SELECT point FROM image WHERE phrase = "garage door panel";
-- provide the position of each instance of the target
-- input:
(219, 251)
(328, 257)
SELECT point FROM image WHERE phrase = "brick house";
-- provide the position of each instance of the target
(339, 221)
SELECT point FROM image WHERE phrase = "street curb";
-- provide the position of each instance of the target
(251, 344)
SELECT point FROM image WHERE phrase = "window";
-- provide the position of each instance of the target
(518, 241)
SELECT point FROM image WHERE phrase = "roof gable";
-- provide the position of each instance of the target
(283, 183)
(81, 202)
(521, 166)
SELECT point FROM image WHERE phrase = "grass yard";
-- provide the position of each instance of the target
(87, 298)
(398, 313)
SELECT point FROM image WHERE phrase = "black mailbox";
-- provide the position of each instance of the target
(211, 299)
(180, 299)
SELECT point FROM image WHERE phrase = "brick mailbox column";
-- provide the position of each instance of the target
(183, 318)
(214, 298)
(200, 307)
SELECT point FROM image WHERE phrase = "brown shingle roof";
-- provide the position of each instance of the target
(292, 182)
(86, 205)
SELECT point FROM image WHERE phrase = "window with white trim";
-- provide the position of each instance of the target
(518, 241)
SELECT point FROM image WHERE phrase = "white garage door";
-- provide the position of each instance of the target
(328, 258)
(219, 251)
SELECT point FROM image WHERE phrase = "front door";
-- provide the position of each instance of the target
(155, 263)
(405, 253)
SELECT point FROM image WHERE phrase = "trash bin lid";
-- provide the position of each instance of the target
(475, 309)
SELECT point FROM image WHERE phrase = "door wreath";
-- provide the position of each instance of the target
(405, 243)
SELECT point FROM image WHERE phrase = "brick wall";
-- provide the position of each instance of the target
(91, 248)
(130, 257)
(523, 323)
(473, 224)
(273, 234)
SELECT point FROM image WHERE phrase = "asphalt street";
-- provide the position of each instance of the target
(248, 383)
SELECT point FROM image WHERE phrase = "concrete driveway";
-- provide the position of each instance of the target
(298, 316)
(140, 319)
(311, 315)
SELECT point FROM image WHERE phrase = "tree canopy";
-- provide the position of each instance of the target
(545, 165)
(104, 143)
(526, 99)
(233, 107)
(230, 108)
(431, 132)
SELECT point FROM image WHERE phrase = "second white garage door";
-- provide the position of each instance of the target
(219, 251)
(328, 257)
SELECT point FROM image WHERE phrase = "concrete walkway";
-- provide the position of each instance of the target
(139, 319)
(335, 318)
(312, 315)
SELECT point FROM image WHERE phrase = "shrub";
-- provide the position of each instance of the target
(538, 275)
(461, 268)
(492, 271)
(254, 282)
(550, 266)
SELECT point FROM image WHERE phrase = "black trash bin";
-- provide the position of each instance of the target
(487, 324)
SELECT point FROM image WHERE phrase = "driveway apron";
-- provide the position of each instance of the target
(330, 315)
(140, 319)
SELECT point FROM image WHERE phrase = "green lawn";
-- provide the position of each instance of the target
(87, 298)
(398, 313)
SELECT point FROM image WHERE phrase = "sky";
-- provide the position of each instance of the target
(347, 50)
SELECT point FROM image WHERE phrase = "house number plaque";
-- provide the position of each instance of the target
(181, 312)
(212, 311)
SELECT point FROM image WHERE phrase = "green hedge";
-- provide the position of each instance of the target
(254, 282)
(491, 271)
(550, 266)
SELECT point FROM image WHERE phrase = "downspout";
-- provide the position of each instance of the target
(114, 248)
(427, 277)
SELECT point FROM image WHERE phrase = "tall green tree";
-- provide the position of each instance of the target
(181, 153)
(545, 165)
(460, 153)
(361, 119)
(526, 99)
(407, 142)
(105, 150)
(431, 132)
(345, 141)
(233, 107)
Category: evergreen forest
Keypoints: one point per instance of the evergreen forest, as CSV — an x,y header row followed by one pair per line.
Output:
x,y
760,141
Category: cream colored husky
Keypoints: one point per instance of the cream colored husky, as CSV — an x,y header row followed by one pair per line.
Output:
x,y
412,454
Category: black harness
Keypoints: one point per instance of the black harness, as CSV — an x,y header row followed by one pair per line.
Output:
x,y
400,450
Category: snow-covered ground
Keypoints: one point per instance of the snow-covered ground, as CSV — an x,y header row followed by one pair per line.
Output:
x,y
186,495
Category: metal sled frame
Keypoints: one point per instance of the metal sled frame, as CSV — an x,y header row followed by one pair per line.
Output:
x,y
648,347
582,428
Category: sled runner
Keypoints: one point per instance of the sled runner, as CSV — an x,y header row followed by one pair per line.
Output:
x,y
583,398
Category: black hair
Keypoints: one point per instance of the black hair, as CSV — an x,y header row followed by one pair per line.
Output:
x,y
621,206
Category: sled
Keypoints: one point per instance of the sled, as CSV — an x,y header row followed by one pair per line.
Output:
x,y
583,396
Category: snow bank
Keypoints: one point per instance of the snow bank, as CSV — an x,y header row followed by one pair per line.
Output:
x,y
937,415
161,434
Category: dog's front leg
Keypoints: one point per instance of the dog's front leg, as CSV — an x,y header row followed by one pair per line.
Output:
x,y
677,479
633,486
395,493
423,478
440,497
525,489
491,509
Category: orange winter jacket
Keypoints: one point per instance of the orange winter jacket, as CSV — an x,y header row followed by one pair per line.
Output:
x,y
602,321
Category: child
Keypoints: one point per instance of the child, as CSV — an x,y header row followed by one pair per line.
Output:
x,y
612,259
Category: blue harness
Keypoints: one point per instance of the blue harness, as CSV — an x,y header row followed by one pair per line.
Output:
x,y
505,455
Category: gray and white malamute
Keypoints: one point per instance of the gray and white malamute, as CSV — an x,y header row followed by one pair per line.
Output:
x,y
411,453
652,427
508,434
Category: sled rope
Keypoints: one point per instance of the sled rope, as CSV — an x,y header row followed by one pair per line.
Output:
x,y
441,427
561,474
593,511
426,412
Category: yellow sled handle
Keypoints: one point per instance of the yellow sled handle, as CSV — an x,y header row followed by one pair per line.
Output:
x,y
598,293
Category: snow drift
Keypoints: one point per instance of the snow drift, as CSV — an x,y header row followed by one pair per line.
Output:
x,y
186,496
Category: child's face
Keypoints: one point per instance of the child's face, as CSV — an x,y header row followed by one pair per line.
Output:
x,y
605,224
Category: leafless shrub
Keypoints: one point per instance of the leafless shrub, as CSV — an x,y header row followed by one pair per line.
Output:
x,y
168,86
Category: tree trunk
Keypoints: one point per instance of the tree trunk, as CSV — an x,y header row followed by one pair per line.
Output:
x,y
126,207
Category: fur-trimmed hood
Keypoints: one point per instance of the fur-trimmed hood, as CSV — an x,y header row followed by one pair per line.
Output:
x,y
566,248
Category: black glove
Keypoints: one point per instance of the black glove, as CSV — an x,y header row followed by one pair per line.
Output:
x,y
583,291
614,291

━━━━━━━━━━━━━━━━━━━━

DIRECTION ▸ Retype the data exactly as given.

FULL RESPONSE ▸
SELECT point FROM image WHERE phrase = "garage door panel";
-- provide the position of each instance of the target
-- input:
(219, 251)
(328, 257)
SELECT point FROM image WHERE phrase = "brick house";
-- provide the position of each instance of the target
(339, 221)
SELECT point FROM image WHERE phrase = "street curb";
-- provide the position of each instance of the target
(251, 344)
SELECT point FROM image WHERE phrase = "window";
-- provide the position of each instance of the target
(518, 241)
SELECT point FROM image WHERE phrase = "roof gable";
-- provide the position of each instance of the target
(283, 183)
(81, 202)
(521, 166)
SELECT point FROM image WHERE phrase = "grass yard";
-- provide the position of each instance of the target
(87, 298)
(398, 313)
SELECT point FROM image WHERE phrase = "black mailbox";
-- provide the position of each instance of the target
(211, 299)
(180, 299)
SELECT point FROM image WHERE phrase = "brick mailbox column";
-- provide the position of each instance of the target
(183, 318)
(214, 298)
(200, 307)
SELECT point FROM image WHERE phrase = "brown shingle roof";
-- provide the position of each instance of the target
(292, 182)
(86, 205)
SELECT point FROM image WHERE phrase = "window with white trim";
-- provide the position of each instance of the target
(518, 241)
SELECT point FROM image WHERE phrase = "white garage door";
-- provide the position of each instance of the target
(328, 258)
(219, 251)
SELECT point FROM image WHERE phrase = "front door";
-- provide the position of each instance of the target
(155, 263)
(405, 253)
SELECT point FROM image WHERE phrase = "trash bin lid";
-- provide the position of each instance of the target
(475, 309)
SELECT point FROM image WHERE phrase = "door wreath";
-- provide the position of each instance of the target
(405, 243)
SELECT point FROM image WHERE phrase = "brick wall";
-- provide the position of each instance of the target
(91, 248)
(130, 257)
(523, 323)
(473, 224)
(273, 234)
SELECT point FROM image WHERE phrase = "asphalt street";
-- provide the position of each instance of the target
(248, 383)
SELECT point FROM image WHERE phrase = "concrete driveway";
-- provide the position of each instance of the target
(298, 316)
(140, 319)
(311, 315)
SELECT point FROM image WHERE phrase = "tree canopy";
-- provide the position of each instance of the target
(545, 165)
(104, 143)
(526, 99)
(233, 107)
(230, 108)
(431, 132)
SELECT point FROM image WHERE phrase = "second white garage door";
-- provide the position of each instance of the target
(219, 251)
(328, 257)
SELECT point FROM image WHERE phrase = "concrete walkway";
-- provide the position of each instance of the target
(139, 319)
(335, 318)
(312, 315)
SELECT point FROM image WHERE phrase = "shrub";
-- provide the position of each instance of the target
(538, 275)
(461, 268)
(492, 271)
(254, 282)
(550, 266)
SELECT point FROM image WHERE phrase = "black trash bin";
-- provide the position of each instance of the target
(487, 324)
SELECT point FROM image WHERE phrase = "driveway apron";
-- provide the position of each instance of the target
(330, 315)
(140, 319)
SELECT point FROM image WHERE phrase = "green lawn";
-- provide the position of each instance of the target
(87, 298)
(398, 313)
SELECT point FROM image WHERE phrase = "sky";
-- provide the position of each instance of the target
(347, 50)
SELECT point FROM image WHERE phrase = "house number plaque";
-- provide the position of each instance of the target
(181, 312)
(212, 311)
SELECT point FROM image WHERE phrase = "green hedge";
-- provide the position of each instance of the target
(254, 282)
(491, 271)
(550, 266)
SELECT point FROM image WHERE phrase = "downspout";
-- provide the position of each instance of the target
(114, 248)
(427, 277)
SELECT point FROM image WHERE phrase = "tall green tree";
-- provide the position of each instance of the target
(181, 153)
(545, 165)
(460, 153)
(361, 119)
(526, 99)
(407, 142)
(105, 150)
(431, 132)
(345, 141)
(233, 107)
Category: evergreen forest
Keypoints: one point per instance of the evergreen forest, as CSV — an x,y header row followed by one pair per line.
Output:
x,y
760,141
Category: cream colored husky
Keypoints: one point per instance of the cream colored husky, as CSV — an x,y header row followed by one pair per line.
Output:
x,y
412,454
Category: black harness
Keypoints: one point per instance of the black harness, as CSV — an x,y header row followed by one pair per line.
Output:
x,y
400,450
Category: snow-covered ground
Keypoints: one point per instance of the snow-covered ground, as CSV — an x,y header row followed by one pair per line.
Output:
x,y
186,495
Category: metal sled frame
Keypoints: one point per instance of the metal sled frame, as CSV — an x,y header row followed by one pair per line.
Output:
x,y
648,347
582,428
Category: sled runner
Keypoints: one point per instance of the sled runner, as CSV — an x,y header row followed by one pair per line.
Output:
x,y
583,398
Category: black hair
Keypoints: one point per instance of the black hair, as CSV — an x,y header row followed by one pair per line.
Output:
x,y
621,206
Category: sled
Keypoints: one point per instance of the sled, as CSV — an x,y header row followed by one pair per line.
Output:
x,y
583,396
Category: snow bank
Keypoints: one point per instance of the snow bank, as CSV — an x,y header row followed by one pair per line.
Output:
x,y
937,415
161,434
Category: dog's front leg
Keypoints: one point per instance of the dog's front leg, as CSV — an x,y header row followed by one pair per line.
Output:
x,y
677,479
633,486
395,493
423,478
440,497
525,489
491,509
Category: orange winter jacket
Keypoints: one point per instance of the orange winter jacket, as CSV — an x,y header row followed by one pair per line.
Output:
x,y
602,321
Category: child
Keypoints: one point per instance of the child, as CSV — an x,y header row followed by one pair per line.
Output:
x,y
612,259
Category: blue harness
Keypoints: one point per instance of the blue harness, as CSV — an x,y header row followed by one pair per line.
Output:
x,y
505,455
Category: gray and white malamute
Keypoints: one point per instance of the gray and white malamute, as CSV — an x,y header row followed by one pair per line.
Output:
x,y
411,453
652,427
508,434
Category: sled rope
Keypoints: one point per instance of the sled rope, as CSV — an x,y header row followed by one pair per line.
Output:
x,y
441,427
561,474
593,511
426,412
Category: yellow sled handle
Keypoints: one point per instance of the yellow sled handle, as CSV — an x,y header row followed by one pair per line.
Output:
x,y
598,293
Category: snow drift
Keypoints: one point per instance of the snow drift, as CSV — an x,y header row followed by one pair per line.
Output:
x,y
186,496
Category: child's face
Keypoints: one point per instance of the child's face, as CSV — an x,y header row followed by one pair per line.
Output:
x,y
605,224
Category: leafless shrub
Keypoints: one point per instance of the leafless shrub, as CSV — an x,y header row followed by one pair per line.
Output:
x,y
168,86
Category: tree trunk
Keypoints: one point per instance of the tree trunk, as CSV — an x,y header row followed by one pair per line.
Output:
x,y
126,207
Category: fur-trimmed hood
Keypoints: one point per instance of the fur-trimmed hood, as CSV — an x,y header row followed by one pair per line.
Output:
x,y
566,248
Category: black glove
Keypoints: one point per instance of the black glove, as CSV — an x,y header row followed by one pair per line.
Output:
x,y
583,291
614,291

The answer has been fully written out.